Fragment zbioru danych:
• • • • •

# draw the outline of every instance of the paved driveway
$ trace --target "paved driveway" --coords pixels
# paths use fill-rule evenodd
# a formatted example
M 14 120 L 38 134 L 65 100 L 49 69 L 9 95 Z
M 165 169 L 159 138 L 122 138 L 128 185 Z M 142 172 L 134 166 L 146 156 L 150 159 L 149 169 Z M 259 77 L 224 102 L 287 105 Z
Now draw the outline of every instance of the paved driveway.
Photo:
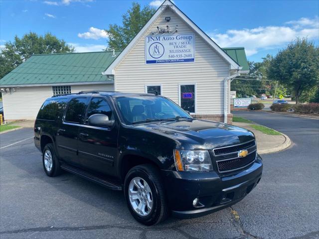
M 151 227 L 133 219 L 121 192 L 69 173 L 47 177 L 31 128 L 0 135 L 0 238 L 318 238 L 319 120 L 235 114 L 283 131 L 294 145 L 264 155 L 261 182 L 232 208 Z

• • • • •

## Zadanie do wykonania
Przedstaw wiersze wpisów od pierwszego aż do wiersza z „M 165 169 L” włącznie jako tabelę Markdown z kolumnami „Nr” i „Wiersz”, pomijając puste wiersze.

## Wynik
| Nr | Wiersz |
|---|---|
| 1 | # draw the outline of every instance of the paved driveway |
| 2 | $ trace --target "paved driveway" --coords pixels |
| 3 | # paths use fill-rule evenodd |
| 4 | # a formatted example |
| 5 | M 14 120 L 38 134 L 65 100 L 49 69 L 9 95 Z |
| 6 | M 165 169 L 159 138 L 122 138 L 128 185 Z M 142 172 L 134 166 L 146 156 L 150 159 L 149 169 Z M 259 77 L 224 102 L 287 105 Z |